▸ ENUNCIADO DE TAREA
Resume en dos oraciones el pasaje del Evangelio según san Lucas que aparece a continuación.

▸ TEXTO DEL DOCUMENTO
>>>

“Paz a vosotros”
Evangelio según S. Lucas 24, 35-48
Los discípulos de Jesús contaron lo que les había pasado por el camino y cómo habían reconocido a Jesús al partir el pan. Estaban hablando de estas cosas, cuando él se presentó en medio de ellos y les dice: “Paz a vosotros”. Pero ellos, aterrorizados y llenos de miedo, creían ver un espíritu. Él les dijo: “¿Por qué os alarmáis?, ¿por qué surgen dudas en vuestro corazón? Mirad mis manos y mis pies: soy yo en persona. Palpadme y daos cuenta de que un espíritu no tiene carne y huesos, como veis que yo tengo”. Dicho esto, les mostró las manos y los pies. Pero como no acababan de creer por la alegría, y seguían atónitos, les dijo: “¿Tenéis ahí algo de comer?”. Ellos le ofrecieron un trozo de pez asado. Él lo tomó y comió delante de ellos. Y les dijo: “Esto es lo que os dije mientras estaba con vosotros: que era necesario que se cumpliera todo lo escrito en la Ley de Moisés y en los Profetas y Salmos acerca de mí”. Entonces les abrió el entendimiento para comprender las Escrituras. Y les dijo: “Así estaba escrito: el Mesías padecerá, resucitará de entre los muertos al tercer día y en su nombre se proclamará la conversión y el perdón de los pecados a todos los pueblos, comenzando por Jerusalén. Vosotros sois testigos de esto”.

<<<

[Elementos de contorno de áreas etiquetadas]
>>>

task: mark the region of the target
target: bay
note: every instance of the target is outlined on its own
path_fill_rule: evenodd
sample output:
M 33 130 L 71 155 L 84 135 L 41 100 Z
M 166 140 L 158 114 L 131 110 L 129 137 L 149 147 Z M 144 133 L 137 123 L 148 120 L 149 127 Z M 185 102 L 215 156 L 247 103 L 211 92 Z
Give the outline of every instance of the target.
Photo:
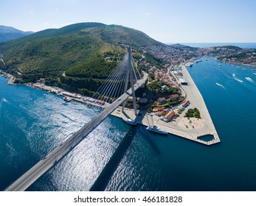
M 205 58 L 188 71 L 220 143 L 206 146 L 153 134 L 109 116 L 28 191 L 89 191 L 95 182 L 96 189 L 105 191 L 255 191 L 255 71 L 240 65 L 219 67 L 220 62 Z M 0 98 L 5 99 L 0 106 L 1 190 L 100 112 L 41 90 L 9 86 L 1 77 Z

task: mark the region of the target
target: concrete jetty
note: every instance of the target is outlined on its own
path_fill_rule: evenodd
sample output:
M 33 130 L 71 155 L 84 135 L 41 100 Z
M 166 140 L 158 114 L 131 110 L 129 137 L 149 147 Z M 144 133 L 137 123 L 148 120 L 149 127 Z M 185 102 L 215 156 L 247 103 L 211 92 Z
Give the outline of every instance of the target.
M 170 134 L 204 145 L 210 146 L 219 143 L 221 141 L 220 138 L 201 93 L 185 66 L 182 65 L 181 68 L 183 77 L 188 83 L 187 85 L 181 85 L 181 87 L 187 94 L 186 100 L 189 100 L 191 102 L 189 108 L 197 107 L 200 111 L 201 119 L 195 118 L 187 119 L 187 118 L 184 117 L 188 108 L 185 109 L 176 121 L 170 122 L 165 122 L 159 116 L 148 114 L 145 110 L 139 111 L 139 116 L 135 116 L 134 110 L 130 109 L 125 109 L 125 112 L 122 113 L 120 107 L 114 110 L 111 115 L 123 119 L 136 119 L 139 124 L 145 126 L 156 125 Z M 212 140 L 206 141 L 198 138 L 208 135 L 212 135 Z

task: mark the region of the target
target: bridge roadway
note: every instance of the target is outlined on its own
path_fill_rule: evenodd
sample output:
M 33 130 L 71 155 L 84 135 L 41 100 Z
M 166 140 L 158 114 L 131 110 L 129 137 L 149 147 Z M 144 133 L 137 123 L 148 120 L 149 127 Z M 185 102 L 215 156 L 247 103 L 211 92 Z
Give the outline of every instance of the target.
M 134 90 L 137 90 L 148 79 L 148 74 L 137 81 L 134 85 Z M 63 142 L 59 146 L 52 150 L 49 154 L 40 160 L 36 165 L 27 171 L 7 187 L 5 191 L 23 191 L 35 182 L 41 175 L 54 166 L 66 154 L 86 138 L 97 126 L 98 126 L 109 114 L 125 102 L 131 94 L 131 88 L 123 93 L 119 99 L 105 107 L 100 114 L 86 124 L 77 132 Z

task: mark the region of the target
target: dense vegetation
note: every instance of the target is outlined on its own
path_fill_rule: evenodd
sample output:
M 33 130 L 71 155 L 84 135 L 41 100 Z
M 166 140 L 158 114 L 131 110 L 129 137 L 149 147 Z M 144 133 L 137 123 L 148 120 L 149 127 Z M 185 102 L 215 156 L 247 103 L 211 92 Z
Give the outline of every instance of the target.
M 0 54 L 7 71 L 22 79 L 20 82 L 46 78 L 47 84 L 87 93 L 115 68 L 126 52 L 125 45 L 136 49 L 160 44 L 133 29 L 80 23 L 0 43 Z
M 23 32 L 10 26 L 0 25 L 0 42 L 19 38 L 32 33 L 32 32 Z
M 116 65 L 117 62 L 108 62 L 103 57 L 97 57 L 70 67 L 66 71 L 66 75 L 105 79 Z

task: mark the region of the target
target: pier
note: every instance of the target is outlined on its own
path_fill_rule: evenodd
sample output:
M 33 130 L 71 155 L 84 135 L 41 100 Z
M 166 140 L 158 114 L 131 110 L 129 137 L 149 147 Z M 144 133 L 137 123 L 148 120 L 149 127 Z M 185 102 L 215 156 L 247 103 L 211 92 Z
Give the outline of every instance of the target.
M 186 93 L 187 99 L 191 102 L 190 107 L 197 107 L 201 114 L 201 119 L 198 119 L 198 124 L 201 124 L 200 128 L 187 128 L 182 127 L 182 121 L 187 121 L 187 118 L 184 118 L 184 115 L 187 109 L 179 117 L 176 121 L 170 122 L 165 122 L 160 120 L 160 118 L 153 114 L 148 114 L 145 110 L 139 111 L 139 116 L 135 116 L 133 110 L 125 109 L 124 113 L 122 113 L 121 107 L 116 109 L 111 115 L 123 119 L 131 118 L 136 119 L 137 124 L 144 126 L 156 125 L 167 131 L 171 135 L 181 137 L 197 143 L 210 146 L 221 141 L 217 131 L 215 128 L 212 118 L 210 116 L 204 100 L 198 90 L 196 85 L 192 79 L 184 65 L 181 66 L 184 79 L 186 79 L 188 85 L 181 85 L 181 89 Z M 190 118 L 190 120 L 196 121 L 194 118 Z M 212 135 L 212 140 L 207 141 L 199 139 L 198 138 L 205 135 Z

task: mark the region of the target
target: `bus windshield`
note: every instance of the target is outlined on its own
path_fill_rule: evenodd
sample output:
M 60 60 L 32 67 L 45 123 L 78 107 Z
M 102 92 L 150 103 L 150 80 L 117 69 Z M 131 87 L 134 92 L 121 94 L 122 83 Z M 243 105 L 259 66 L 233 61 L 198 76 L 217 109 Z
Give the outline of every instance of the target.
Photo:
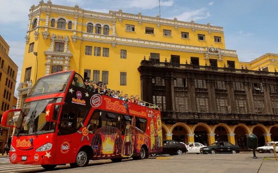
M 50 103 L 60 102 L 62 98 L 54 98 L 24 103 L 18 116 L 14 135 L 41 134 L 54 132 L 56 123 L 46 121 L 46 109 Z M 53 119 L 57 120 L 59 106 L 56 106 Z
M 28 97 L 64 92 L 71 72 L 50 75 L 36 82 Z

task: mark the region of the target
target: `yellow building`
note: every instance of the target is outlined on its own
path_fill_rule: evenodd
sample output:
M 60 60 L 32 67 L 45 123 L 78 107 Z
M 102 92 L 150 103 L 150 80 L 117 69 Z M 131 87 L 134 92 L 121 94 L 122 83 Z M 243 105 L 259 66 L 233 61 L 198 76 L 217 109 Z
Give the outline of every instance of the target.
M 0 120 L 5 111 L 13 108 L 16 82 L 18 67 L 9 57 L 9 45 L 0 35 Z M 0 131 L 1 129 L 2 130 L 0 133 L 0 151 L 3 149 L 5 143 L 8 141 L 8 129 L 0 125 Z
M 137 69 L 144 57 L 202 66 L 263 70 L 267 67 L 273 72 L 278 70 L 277 54 L 267 54 L 250 62 L 240 61 L 236 51 L 226 49 L 223 28 L 209 23 L 126 13 L 121 9 L 99 13 L 77 5 L 53 4 L 50 0 L 31 6 L 29 17 L 18 89 L 18 107 L 36 78 L 69 70 L 95 81 L 102 81 L 108 88 L 141 96 Z M 172 125 L 163 125 L 164 130 L 167 129 L 166 136 L 175 130 Z M 213 136 L 213 139 L 209 137 L 211 143 L 215 134 L 213 127 L 209 128 L 208 134 Z M 192 130 L 189 130 L 190 139 L 194 136 Z M 232 131 L 229 130 L 230 134 Z M 229 141 L 234 143 L 231 136 Z

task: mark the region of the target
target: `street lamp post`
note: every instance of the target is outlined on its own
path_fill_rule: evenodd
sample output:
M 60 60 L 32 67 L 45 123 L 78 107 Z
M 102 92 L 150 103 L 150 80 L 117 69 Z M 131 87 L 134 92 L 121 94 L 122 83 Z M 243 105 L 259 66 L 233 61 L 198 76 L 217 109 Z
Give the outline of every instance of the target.
M 34 52 L 34 55 L 36 56 L 36 59 L 37 60 L 37 72 L 36 73 L 36 80 L 35 80 L 35 82 L 37 81 L 37 77 L 38 76 L 38 52 Z

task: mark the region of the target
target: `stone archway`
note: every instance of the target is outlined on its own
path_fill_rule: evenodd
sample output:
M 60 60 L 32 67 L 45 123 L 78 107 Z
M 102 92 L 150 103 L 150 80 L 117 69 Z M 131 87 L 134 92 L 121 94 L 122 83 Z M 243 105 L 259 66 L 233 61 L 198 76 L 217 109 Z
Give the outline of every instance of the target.
M 209 139 L 208 134 L 212 133 L 210 128 L 205 124 L 198 123 L 194 126 L 192 129 L 192 133 L 195 134 L 194 141 L 195 142 L 199 142 L 205 145 L 207 145 L 214 142 L 214 140 L 211 141 Z
M 267 142 L 264 135 L 267 134 L 267 130 L 265 127 L 261 125 L 253 126 L 251 128 L 252 133 L 258 138 L 258 146 L 264 146 Z
M 185 144 L 189 142 L 188 134 L 190 133 L 190 129 L 186 124 L 183 123 L 177 123 L 173 125 L 170 130 L 171 133 L 173 134 L 172 139 Z
M 269 127 L 269 133 L 271 134 L 272 141 L 278 141 L 278 125 L 271 126 Z

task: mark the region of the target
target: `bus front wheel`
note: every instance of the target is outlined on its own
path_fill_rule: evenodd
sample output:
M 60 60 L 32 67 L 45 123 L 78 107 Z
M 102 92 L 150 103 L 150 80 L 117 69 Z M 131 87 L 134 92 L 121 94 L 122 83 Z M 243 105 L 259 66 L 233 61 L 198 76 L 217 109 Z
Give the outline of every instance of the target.
M 52 170 L 55 168 L 56 166 L 55 165 L 45 165 L 41 166 L 43 168 L 48 170 Z

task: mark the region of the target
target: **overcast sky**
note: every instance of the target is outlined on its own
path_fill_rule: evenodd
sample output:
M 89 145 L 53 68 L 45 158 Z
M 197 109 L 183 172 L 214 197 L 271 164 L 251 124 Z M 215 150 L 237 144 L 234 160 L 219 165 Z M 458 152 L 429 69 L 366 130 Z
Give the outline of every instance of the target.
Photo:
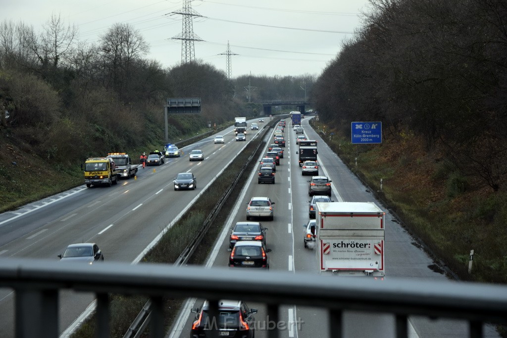
M 363 24 L 368 0 L 194 0 L 197 59 L 231 77 L 250 72 L 267 76 L 319 75 L 340 51 L 344 39 Z M 182 60 L 183 0 L 0 0 L 0 18 L 42 29 L 52 13 L 78 29 L 80 41 L 96 43 L 115 23 L 129 23 L 150 45 L 146 57 L 166 67 Z

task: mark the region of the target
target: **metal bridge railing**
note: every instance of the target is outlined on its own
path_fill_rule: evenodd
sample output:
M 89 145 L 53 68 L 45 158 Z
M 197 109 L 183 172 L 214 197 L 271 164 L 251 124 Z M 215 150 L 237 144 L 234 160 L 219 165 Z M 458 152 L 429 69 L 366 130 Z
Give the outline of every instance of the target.
M 345 310 L 375 313 L 381 309 L 382 313 L 394 315 L 399 337 L 408 336 L 407 318 L 411 315 L 466 320 L 471 337 L 482 336 L 486 323 L 507 322 L 507 287 L 504 286 L 394 278 L 378 281 L 305 273 L 297 276 L 273 271 L 241 269 L 238 272 L 227 268 L 147 264 L 90 266 L 0 259 L 0 287 L 14 291 L 15 335 L 21 338 L 58 336 L 58 296 L 61 291 L 68 289 L 96 294 L 99 337 L 107 337 L 110 332 L 110 293 L 149 296 L 152 302 L 150 332 L 154 337 L 166 333 L 162 306 L 165 296 L 199 297 L 212 304 L 230 299 L 231 295 L 241 295 L 242 301 L 266 304 L 270 319 L 275 322 L 282 305 L 325 309 L 333 337 L 343 335 Z M 268 335 L 277 337 L 278 333 L 270 330 Z

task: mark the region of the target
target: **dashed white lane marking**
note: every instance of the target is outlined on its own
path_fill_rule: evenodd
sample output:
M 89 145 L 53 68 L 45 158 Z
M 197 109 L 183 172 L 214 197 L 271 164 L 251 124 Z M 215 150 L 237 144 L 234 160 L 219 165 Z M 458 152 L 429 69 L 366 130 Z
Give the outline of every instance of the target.
M 75 216 L 76 216 L 77 214 L 72 214 L 71 215 L 69 215 L 67 216 L 67 217 L 66 217 L 65 218 L 63 218 L 63 219 L 60 220 L 60 222 L 64 222 L 65 221 L 67 220 L 67 219 L 68 219 L 69 218 L 71 218 L 72 217 L 74 217 Z
M 112 226 L 113 226 L 113 224 L 110 224 L 110 225 L 109 225 L 108 226 L 106 227 L 105 228 L 105 229 L 104 229 L 103 230 L 102 230 L 102 231 L 101 231 L 100 232 L 99 232 L 99 233 L 98 233 L 98 234 L 99 234 L 99 235 L 102 235 L 102 234 L 103 234 L 104 233 L 105 233 L 105 232 L 106 230 L 107 230 L 107 229 L 109 229 L 110 228 L 111 228 L 111 227 L 112 227 Z
M 47 230 L 48 229 L 43 229 L 42 230 L 41 230 L 40 231 L 38 231 L 38 232 L 36 232 L 35 234 L 34 234 L 33 235 L 31 235 L 31 236 L 28 236 L 28 237 L 27 237 L 26 239 L 31 239 L 33 237 L 35 237 L 35 236 L 39 236 L 39 235 L 40 235 L 41 234 L 43 233 L 45 231 L 47 231 Z

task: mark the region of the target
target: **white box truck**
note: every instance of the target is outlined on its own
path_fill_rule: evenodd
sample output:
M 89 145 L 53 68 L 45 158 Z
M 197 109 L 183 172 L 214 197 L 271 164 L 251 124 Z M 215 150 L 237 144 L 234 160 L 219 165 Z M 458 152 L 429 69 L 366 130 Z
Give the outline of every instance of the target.
M 319 273 L 383 277 L 385 214 L 373 202 L 317 202 Z

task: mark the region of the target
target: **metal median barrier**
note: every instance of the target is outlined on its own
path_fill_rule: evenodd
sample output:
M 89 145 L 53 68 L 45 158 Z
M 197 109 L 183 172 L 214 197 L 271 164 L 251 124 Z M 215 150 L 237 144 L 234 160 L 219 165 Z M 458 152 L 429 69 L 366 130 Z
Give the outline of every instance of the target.
M 266 278 L 269 274 L 269 278 Z M 507 287 L 455 281 L 417 281 L 392 278 L 330 277 L 315 274 L 203 269 L 168 265 L 106 262 L 93 266 L 53 260 L 0 259 L 0 287 L 15 294 L 15 336 L 58 337 L 59 294 L 64 290 L 90 292 L 96 295 L 97 336 L 110 332 L 108 294 L 142 294 L 152 302 L 150 332 L 163 337 L 162 299 L 197 297 L 217 304 L 231 294 L 267 306 L 270 320 L 280 318 L 282 305 L 325 309 L 332 336 L 343 336 L 345 310 L 392 314 L 396 336 L 407 337 L 410 315 L 458 319 L 469 323 L 470 337 L 481 337 L 485 323 L 507 322 Z M 311 292 L 302 292 L 311 285 Z M 247 289 L 248 292 L 245 292 Z M 279 331 L 269 330 L 270 337 Z

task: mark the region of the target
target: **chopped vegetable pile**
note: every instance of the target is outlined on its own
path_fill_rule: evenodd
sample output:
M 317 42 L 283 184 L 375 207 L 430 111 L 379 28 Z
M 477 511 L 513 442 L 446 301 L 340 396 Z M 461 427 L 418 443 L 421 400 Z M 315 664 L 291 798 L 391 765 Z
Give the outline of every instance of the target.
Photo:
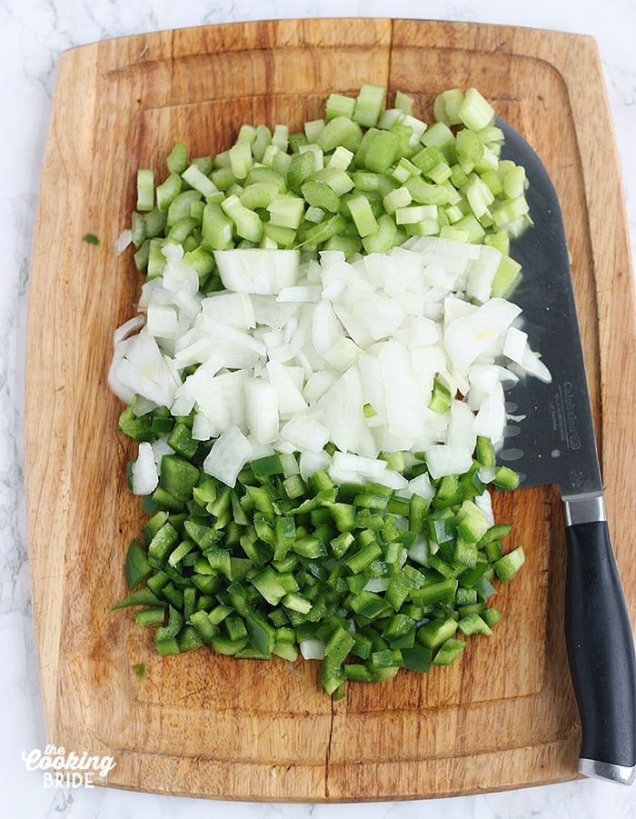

<<<

▸ RESPUESTA
Mientras los discípulos contaban cómo habían reconocido a Jesús al partir el pan, él se presentó en medio de ellos, y como creían ver un espíritu, les mostró las manos y los pies y comió delante de ellos un trozo de pez asado. Después les abrió el entendimiento para comprender las Escrituras y les dijo que el Mesías padecería, resucitaría al tercer día y que en su nombre se proclamaría la conversión y el perdón de los pecados a todos los pueblos, de lo cual ellos eran testigos.